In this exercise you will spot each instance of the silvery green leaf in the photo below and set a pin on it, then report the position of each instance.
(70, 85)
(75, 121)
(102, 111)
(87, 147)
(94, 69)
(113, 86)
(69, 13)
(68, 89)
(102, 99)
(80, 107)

┄┄┄┄┄┄

Output the data above exactly, please, line for line.

• **Written response**:
In this exercise you will spot each instance of the silvery green leaf in the photo below and set a pin on it, then report the position of each instance.
(70, 85)
(75, 121)
(102, 111)
(87, 147)
(94, 69)
(113, 86)
(69, 13)
(68, 89)
(102, 99)
(80, 107)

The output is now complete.